▸ **Your instructions**: Put the lines of the records below into a Markdown table with the columns Row and Text, starting at the line with "Outline the guinea pig's hind" and continuing up to and including the line with "[0, 20, 479, 437]". Number each line, and leave out blank lines.

▸ **Material shown**:

----------

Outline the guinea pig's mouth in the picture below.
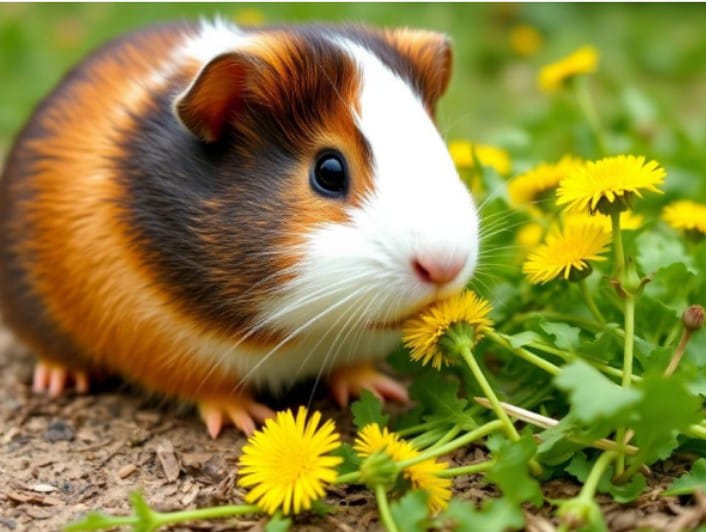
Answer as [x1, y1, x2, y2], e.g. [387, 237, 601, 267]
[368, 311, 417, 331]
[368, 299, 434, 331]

----------

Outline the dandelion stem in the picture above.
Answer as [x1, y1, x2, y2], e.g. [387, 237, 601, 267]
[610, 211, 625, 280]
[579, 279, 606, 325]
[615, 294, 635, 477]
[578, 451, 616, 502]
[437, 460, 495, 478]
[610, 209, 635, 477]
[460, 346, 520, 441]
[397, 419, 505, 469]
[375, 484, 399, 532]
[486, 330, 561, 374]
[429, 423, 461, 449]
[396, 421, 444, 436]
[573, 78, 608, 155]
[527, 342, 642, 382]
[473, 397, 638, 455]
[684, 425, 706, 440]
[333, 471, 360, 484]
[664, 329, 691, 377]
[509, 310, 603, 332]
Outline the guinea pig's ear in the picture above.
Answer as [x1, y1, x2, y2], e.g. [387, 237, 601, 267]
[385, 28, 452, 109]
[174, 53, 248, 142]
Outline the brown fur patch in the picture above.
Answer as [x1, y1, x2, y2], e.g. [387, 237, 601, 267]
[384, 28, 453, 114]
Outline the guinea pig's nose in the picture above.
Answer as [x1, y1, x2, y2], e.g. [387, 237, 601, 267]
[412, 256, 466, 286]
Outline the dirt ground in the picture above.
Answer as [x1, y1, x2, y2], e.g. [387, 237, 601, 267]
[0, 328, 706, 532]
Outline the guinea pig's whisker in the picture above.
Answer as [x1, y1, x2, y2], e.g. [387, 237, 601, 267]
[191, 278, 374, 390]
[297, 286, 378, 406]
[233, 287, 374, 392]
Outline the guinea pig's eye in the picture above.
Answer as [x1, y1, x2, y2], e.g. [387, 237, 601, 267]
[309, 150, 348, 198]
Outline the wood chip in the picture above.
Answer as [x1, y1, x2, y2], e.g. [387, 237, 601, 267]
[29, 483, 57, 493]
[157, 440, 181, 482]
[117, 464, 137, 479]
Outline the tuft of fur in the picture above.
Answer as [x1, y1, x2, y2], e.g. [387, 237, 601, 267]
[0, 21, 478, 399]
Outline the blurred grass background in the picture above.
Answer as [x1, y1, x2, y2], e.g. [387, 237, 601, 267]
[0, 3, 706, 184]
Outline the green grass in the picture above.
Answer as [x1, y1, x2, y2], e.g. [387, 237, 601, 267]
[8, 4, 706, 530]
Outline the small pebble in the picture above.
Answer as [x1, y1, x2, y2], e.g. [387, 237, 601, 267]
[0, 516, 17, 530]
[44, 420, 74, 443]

----------

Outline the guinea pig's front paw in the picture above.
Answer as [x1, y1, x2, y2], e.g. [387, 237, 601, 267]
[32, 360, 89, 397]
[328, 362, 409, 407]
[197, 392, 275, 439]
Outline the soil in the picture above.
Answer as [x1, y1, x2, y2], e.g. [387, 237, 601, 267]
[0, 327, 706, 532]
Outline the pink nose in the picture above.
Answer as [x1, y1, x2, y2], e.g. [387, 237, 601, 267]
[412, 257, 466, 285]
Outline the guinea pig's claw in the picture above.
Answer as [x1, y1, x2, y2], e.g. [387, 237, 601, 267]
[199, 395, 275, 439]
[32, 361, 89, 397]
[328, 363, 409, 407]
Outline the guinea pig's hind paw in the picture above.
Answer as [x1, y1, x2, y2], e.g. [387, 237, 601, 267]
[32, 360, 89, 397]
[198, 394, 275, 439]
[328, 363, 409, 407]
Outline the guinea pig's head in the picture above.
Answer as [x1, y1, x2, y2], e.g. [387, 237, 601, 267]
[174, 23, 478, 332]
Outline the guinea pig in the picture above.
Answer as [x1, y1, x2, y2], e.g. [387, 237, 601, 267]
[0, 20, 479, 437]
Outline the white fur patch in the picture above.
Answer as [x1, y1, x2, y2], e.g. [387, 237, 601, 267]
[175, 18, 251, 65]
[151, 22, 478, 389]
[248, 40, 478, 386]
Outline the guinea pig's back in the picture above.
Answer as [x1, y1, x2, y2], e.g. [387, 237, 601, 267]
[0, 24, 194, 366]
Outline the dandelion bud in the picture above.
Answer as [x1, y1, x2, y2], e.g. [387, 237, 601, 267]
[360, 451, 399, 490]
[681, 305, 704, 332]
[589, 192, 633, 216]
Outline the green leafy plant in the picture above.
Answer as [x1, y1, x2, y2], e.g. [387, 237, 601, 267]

----------

▸ **Complete answer**:
| Row | Text |
|---|---|
| 1 | Outline the guinea pig's hind paw in the picture above. |
| 2 | Answer as [x1, y1, x2, y2], e.g. [387, 237, 601, 267] |
| 3 | [32, 360, 89, 397] |
| 4 | [198, 394, 275, 439] |
| 5 | [328, 363, 409, 407] |
| 6 | Outline the guinea pig's head in the picture above. |
| 7 | Answer as [x1, y1, x2, y2], e.g. [387, 237, 601, 267] |
| 8 | [174, 23, 478, 332] |
| 9 | Outline the guinea pig in the picture above. |
| 10 | Answer as [x1, y1, x2, y2], e.g. [387, 237, 601, 267] |
| 11 | [0, 20, 479, 437] |